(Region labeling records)

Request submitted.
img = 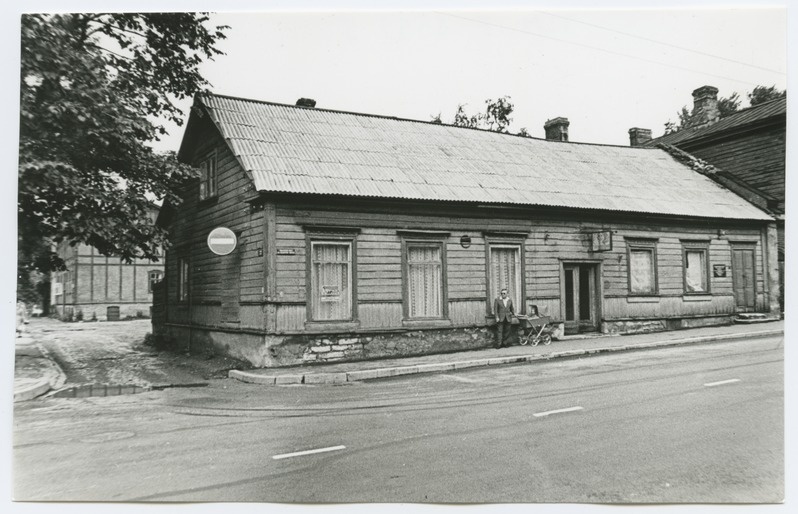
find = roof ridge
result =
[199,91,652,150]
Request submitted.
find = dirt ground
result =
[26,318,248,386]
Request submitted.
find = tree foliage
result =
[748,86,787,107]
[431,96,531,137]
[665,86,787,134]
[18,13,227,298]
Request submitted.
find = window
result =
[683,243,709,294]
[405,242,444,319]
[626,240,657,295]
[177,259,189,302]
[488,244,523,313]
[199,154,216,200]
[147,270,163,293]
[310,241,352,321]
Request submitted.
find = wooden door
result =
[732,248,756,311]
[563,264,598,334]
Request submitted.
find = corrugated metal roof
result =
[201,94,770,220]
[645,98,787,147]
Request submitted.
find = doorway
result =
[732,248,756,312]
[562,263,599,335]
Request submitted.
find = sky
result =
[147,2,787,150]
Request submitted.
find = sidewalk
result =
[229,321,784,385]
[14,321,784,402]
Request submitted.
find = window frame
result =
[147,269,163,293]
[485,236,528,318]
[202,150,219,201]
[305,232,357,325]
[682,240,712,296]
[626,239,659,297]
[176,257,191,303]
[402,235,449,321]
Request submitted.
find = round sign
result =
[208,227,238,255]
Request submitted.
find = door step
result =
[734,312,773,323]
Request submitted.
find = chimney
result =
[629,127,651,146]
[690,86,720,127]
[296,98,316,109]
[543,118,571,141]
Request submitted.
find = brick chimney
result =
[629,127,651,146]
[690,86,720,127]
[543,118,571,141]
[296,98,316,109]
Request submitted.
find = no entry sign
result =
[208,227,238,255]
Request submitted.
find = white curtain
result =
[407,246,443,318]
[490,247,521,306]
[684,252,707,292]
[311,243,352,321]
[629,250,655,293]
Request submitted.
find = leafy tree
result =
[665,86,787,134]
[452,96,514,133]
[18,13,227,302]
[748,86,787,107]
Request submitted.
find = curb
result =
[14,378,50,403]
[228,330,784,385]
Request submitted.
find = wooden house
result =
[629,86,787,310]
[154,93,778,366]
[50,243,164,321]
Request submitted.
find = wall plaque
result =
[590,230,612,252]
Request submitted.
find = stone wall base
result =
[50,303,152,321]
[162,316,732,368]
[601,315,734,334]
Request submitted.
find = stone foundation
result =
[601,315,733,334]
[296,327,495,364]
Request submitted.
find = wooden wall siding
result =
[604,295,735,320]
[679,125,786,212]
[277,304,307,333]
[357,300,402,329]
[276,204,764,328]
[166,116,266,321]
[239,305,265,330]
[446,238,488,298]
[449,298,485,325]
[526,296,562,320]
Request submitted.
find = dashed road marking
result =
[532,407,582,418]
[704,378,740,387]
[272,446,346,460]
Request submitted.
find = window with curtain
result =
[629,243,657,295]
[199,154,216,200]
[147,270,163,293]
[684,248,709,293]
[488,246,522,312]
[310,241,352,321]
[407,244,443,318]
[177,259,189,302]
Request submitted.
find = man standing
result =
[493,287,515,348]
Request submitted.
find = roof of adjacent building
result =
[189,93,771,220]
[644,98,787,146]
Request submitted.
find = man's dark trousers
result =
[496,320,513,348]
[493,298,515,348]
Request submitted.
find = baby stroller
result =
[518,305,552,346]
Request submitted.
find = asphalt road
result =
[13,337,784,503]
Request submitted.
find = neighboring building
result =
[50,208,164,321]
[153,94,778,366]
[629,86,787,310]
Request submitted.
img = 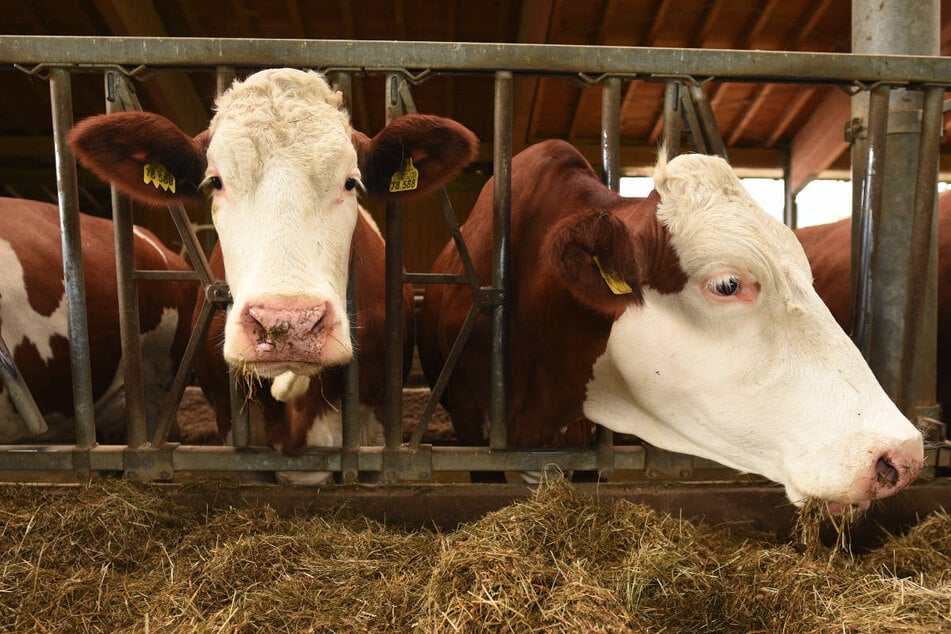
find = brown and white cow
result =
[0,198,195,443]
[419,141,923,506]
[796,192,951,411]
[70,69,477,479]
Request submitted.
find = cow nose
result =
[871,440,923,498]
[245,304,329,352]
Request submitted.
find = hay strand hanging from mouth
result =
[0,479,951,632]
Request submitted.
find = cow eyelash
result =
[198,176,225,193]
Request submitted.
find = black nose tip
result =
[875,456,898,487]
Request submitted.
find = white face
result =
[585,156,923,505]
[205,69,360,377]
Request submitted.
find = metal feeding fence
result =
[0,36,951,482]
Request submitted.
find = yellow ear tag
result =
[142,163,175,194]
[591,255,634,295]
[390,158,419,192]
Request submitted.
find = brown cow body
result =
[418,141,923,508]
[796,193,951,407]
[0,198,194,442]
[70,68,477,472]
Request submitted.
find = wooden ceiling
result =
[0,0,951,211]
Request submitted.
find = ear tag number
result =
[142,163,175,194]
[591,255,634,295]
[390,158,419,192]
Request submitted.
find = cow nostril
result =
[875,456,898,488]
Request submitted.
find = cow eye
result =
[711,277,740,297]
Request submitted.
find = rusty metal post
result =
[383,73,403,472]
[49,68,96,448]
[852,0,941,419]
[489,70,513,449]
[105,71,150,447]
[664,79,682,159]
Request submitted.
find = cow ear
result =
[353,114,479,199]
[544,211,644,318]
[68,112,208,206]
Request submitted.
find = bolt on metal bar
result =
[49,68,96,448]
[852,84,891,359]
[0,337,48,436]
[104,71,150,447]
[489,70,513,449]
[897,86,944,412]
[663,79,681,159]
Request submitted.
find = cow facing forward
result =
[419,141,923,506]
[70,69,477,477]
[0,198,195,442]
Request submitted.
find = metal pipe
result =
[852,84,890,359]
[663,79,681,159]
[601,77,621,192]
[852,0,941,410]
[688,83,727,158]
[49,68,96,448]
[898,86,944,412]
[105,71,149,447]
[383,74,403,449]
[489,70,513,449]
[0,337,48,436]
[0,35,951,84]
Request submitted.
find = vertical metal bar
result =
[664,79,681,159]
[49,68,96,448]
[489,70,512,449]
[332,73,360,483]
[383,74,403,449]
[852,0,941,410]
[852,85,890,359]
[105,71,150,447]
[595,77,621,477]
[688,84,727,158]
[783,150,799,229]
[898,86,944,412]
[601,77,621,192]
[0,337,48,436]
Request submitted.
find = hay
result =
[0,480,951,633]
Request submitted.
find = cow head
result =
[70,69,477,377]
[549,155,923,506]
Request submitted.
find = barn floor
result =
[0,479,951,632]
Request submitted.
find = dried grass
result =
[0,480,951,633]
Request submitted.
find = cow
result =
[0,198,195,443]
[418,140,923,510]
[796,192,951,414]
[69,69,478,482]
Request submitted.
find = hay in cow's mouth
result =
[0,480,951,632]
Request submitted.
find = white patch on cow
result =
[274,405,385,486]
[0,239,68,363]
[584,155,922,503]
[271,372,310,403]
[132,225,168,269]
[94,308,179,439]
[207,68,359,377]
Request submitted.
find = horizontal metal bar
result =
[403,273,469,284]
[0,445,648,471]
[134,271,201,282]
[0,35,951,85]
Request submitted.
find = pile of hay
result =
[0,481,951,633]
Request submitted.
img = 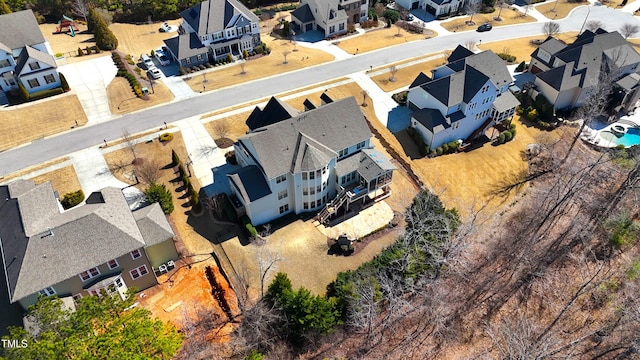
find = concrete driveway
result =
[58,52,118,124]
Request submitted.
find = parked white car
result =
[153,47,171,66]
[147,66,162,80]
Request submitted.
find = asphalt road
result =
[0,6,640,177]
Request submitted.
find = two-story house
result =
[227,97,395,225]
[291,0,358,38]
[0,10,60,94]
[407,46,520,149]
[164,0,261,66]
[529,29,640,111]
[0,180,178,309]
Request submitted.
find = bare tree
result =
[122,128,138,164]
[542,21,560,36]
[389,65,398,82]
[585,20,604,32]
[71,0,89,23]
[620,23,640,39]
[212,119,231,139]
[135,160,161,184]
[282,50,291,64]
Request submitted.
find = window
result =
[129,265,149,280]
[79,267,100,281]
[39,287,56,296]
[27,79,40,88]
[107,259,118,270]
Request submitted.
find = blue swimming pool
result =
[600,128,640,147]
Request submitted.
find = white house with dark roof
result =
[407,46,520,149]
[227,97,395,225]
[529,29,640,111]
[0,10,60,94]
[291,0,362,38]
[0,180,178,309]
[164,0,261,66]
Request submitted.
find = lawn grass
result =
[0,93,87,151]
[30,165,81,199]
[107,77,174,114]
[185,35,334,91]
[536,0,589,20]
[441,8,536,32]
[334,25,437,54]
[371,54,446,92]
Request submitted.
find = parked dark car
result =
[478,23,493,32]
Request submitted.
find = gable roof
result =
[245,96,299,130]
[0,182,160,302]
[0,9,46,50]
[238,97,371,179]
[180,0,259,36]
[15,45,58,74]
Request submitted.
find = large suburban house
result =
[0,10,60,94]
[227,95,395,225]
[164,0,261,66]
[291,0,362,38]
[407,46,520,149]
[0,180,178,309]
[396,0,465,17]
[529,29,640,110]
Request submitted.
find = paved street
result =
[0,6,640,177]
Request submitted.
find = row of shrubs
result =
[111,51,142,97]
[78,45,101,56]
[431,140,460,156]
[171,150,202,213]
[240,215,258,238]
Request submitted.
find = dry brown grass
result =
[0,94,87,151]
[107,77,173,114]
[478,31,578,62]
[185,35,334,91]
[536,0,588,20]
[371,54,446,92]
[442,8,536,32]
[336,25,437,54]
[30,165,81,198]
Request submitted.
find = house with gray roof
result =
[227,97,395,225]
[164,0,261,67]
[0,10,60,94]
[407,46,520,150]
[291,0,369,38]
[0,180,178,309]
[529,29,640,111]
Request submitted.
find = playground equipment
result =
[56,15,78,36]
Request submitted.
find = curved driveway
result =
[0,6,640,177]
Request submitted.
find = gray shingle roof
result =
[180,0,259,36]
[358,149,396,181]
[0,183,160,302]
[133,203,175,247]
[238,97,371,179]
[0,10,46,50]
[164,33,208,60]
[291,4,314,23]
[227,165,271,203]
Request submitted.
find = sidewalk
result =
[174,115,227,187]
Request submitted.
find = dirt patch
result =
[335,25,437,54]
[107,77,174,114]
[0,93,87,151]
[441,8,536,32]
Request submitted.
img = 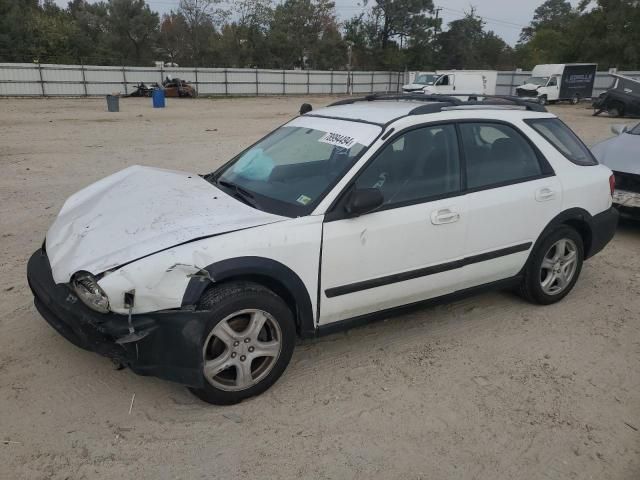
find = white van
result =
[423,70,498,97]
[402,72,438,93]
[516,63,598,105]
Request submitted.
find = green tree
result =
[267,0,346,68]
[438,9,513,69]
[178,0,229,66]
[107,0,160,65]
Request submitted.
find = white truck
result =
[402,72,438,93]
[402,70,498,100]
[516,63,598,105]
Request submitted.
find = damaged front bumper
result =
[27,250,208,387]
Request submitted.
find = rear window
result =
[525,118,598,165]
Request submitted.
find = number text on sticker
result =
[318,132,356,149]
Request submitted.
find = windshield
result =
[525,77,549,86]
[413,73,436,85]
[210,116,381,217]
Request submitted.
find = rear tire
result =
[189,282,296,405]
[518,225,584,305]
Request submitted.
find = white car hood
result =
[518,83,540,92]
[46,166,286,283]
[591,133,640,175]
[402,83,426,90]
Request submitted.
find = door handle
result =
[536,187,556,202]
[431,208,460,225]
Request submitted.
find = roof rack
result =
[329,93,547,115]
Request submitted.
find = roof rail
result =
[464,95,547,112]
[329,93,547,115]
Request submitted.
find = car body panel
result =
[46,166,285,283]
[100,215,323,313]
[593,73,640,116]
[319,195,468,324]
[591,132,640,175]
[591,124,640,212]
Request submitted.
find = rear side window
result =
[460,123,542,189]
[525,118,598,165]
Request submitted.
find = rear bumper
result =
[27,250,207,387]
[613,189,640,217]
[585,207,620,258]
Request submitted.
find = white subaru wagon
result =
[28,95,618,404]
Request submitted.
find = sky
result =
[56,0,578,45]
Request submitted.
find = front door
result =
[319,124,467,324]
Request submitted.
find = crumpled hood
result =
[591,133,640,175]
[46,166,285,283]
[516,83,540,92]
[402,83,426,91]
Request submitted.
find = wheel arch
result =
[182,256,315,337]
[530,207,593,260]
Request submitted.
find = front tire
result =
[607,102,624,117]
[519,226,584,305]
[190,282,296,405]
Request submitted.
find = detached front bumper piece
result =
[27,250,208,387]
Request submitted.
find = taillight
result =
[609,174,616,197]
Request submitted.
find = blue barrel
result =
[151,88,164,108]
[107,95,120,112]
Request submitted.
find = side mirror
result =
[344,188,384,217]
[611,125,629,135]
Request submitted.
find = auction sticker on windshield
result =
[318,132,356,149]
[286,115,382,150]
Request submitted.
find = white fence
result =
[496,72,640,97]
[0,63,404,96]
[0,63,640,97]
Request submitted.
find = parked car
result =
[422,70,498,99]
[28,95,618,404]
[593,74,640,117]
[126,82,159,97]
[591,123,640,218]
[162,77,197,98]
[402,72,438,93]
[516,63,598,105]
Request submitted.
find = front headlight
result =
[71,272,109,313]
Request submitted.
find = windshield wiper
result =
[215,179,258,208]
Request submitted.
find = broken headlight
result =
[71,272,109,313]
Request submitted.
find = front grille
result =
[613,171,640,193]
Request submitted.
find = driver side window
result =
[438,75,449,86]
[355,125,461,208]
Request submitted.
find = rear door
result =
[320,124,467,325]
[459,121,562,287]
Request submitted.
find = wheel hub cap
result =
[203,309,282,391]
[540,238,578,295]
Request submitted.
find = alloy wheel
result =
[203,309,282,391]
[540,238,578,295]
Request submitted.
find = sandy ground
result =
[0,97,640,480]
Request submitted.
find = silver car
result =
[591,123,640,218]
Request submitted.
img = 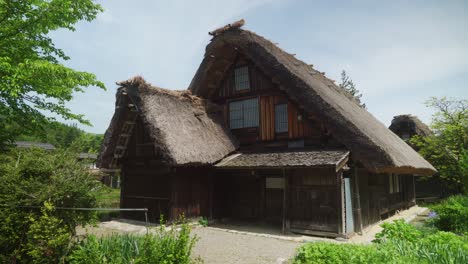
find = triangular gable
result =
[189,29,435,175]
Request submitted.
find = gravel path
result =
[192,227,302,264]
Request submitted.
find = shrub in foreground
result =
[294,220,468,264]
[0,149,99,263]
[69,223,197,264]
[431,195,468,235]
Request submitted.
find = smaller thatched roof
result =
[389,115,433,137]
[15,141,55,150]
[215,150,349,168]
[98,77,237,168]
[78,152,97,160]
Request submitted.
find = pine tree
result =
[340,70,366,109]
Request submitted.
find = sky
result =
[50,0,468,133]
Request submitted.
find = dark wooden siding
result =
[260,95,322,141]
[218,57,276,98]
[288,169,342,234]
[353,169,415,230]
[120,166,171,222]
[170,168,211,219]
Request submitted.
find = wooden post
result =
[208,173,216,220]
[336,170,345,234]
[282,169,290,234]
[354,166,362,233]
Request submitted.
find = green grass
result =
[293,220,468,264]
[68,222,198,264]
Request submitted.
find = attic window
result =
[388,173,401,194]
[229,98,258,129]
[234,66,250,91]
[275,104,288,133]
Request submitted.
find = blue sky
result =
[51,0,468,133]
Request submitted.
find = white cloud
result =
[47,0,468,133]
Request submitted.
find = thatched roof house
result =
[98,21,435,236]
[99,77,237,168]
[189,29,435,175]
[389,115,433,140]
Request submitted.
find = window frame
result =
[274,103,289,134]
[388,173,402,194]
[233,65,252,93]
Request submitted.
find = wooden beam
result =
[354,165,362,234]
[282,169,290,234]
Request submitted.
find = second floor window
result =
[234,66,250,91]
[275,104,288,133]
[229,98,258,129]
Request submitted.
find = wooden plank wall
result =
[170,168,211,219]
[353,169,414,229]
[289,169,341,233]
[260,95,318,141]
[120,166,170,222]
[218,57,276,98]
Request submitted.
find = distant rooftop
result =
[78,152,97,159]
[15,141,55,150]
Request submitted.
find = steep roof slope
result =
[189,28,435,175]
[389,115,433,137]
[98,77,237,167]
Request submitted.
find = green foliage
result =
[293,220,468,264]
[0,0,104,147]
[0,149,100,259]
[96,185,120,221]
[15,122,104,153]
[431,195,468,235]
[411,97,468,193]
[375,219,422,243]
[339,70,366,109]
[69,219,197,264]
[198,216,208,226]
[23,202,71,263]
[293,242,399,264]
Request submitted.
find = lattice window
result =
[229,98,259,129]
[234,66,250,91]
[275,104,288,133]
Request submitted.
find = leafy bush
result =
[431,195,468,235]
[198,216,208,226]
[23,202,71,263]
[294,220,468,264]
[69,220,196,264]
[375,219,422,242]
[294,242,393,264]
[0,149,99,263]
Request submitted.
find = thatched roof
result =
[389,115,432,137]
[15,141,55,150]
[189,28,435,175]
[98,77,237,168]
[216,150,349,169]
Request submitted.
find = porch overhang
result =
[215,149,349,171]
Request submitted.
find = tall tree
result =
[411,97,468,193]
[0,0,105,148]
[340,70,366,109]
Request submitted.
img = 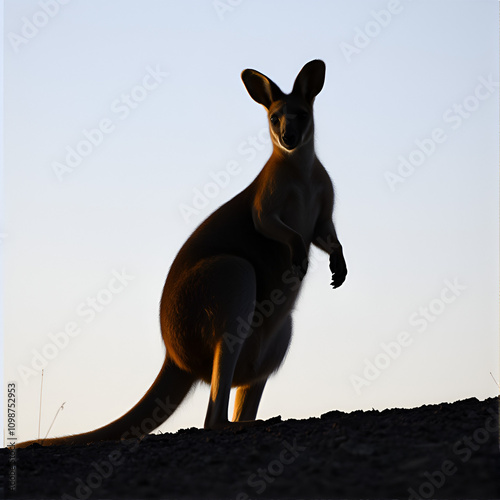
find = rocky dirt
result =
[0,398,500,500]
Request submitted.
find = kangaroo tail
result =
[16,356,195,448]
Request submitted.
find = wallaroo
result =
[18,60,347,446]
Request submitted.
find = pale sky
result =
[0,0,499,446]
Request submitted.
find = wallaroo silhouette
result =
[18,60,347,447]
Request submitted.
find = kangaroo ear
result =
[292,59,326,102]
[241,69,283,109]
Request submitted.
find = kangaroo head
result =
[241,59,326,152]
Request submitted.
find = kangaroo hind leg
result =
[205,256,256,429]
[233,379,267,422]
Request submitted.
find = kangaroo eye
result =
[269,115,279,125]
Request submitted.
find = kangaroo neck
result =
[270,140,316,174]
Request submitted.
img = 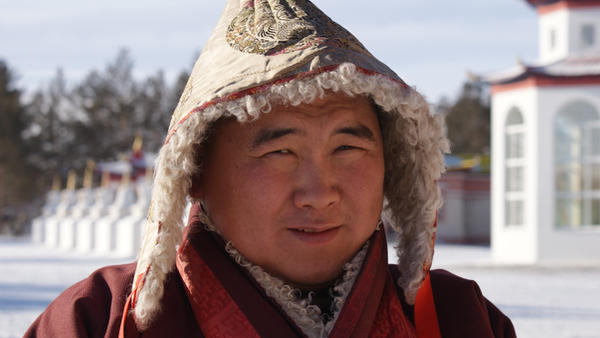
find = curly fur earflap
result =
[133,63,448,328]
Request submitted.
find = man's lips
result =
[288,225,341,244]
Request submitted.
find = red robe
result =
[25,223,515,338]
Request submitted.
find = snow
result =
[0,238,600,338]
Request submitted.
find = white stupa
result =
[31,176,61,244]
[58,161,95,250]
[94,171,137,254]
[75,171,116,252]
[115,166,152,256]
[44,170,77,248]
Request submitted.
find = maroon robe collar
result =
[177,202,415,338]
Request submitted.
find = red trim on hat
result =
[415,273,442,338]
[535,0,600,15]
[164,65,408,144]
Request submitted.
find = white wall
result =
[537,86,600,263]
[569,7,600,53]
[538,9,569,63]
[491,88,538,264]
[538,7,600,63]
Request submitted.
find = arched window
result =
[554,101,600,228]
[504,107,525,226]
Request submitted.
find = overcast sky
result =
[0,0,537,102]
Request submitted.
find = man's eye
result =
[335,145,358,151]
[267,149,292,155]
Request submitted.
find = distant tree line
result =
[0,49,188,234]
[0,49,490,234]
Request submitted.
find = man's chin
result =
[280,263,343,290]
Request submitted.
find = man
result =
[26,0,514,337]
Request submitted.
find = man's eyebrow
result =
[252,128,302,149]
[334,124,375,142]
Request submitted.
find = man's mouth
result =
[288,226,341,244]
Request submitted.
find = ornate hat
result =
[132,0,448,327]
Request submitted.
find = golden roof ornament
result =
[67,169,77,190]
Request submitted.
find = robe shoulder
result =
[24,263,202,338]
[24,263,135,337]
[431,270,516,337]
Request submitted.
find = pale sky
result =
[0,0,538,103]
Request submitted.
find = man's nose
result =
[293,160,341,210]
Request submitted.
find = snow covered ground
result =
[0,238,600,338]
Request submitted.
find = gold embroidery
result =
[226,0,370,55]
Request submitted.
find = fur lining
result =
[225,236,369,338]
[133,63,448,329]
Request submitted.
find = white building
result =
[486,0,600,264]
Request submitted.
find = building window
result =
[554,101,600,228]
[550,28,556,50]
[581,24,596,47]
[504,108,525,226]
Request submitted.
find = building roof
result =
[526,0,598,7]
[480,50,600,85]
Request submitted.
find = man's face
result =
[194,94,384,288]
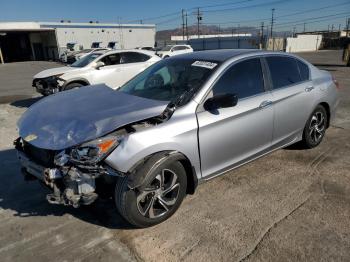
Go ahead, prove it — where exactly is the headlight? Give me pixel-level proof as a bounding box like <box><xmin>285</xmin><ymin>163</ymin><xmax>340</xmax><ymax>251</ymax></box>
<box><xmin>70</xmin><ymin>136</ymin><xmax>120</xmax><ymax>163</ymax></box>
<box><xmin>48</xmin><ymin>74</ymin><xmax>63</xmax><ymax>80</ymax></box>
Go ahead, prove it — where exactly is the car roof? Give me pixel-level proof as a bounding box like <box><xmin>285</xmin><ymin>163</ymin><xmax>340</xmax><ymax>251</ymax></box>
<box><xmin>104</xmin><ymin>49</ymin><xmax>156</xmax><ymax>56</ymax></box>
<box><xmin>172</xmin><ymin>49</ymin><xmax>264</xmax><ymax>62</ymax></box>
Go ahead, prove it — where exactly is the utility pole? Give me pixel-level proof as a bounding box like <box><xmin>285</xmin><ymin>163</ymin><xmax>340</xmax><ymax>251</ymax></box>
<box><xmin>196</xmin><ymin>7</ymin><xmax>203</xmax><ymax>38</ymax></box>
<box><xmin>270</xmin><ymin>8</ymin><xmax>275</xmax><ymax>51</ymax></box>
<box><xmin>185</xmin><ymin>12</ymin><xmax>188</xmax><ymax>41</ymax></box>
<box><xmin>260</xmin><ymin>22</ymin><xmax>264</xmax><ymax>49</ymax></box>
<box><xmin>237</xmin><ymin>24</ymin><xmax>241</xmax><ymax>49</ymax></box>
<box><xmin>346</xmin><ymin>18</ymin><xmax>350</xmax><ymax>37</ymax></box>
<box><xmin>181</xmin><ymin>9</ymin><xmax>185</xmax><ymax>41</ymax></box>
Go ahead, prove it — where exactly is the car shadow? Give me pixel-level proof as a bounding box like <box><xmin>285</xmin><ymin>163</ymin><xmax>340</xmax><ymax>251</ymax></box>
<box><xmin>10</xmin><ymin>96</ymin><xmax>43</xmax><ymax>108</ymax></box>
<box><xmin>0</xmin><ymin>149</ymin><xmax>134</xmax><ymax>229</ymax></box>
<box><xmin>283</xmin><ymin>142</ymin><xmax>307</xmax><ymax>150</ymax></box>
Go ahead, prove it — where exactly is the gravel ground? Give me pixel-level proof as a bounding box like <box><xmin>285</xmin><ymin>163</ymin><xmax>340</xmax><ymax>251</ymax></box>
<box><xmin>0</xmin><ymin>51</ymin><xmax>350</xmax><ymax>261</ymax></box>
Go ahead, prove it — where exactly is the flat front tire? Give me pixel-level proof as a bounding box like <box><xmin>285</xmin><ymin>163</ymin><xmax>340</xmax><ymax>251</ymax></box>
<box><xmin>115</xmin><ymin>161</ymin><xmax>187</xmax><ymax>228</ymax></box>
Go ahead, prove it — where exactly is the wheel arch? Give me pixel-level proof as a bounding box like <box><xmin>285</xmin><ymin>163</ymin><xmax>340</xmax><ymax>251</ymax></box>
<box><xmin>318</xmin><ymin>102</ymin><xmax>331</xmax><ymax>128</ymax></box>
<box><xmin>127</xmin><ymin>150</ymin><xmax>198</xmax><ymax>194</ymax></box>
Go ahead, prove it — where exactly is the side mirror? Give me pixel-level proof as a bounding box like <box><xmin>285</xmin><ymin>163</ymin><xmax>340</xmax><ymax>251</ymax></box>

Task requirements: Starting at the beginning of the records and ending at the line that contains "[14,321,784,402]", rewrite those lines with "result" swapped for "output" and everything else unchanged, leaving the pictures out of your answer.

Finished exercise:
Request submitted.
img = 
find = roof ridge
output =
[199,91,652,150]
Request submitted.
find = dirt ground
output =
[26,318,248,386]
Request submitted.
find = tree foliage
output =
[748,86,787,107]
[431,96,531,137]
[665,86,787,134]
[18,13,227,298]
Request submitted.
find = window
output =
[683,243,709,294]
[405,242,444,319]
[626,240,657,295]
[177,259,189,302]
[488,244,523,313]
[199,154,216,200]
[147,270,163,293]
[310,241,352,321]
Request submitted.
find = wooden door
output =
[732,248,756,311]
[563,264,598,334]
Request submitted.
find = corrugated metal roof
output =
[201,94,770,220]
[645,98,787,147]
Request submitted.
find = doorway
output =
[732,248,756,312]
[562,263,599,335]
Request submitted.
find = sky
output =
[147,2,787,150]
Request submitted.
find = sidewalk
output =
[229,321,784,385]
[14,321,784,402]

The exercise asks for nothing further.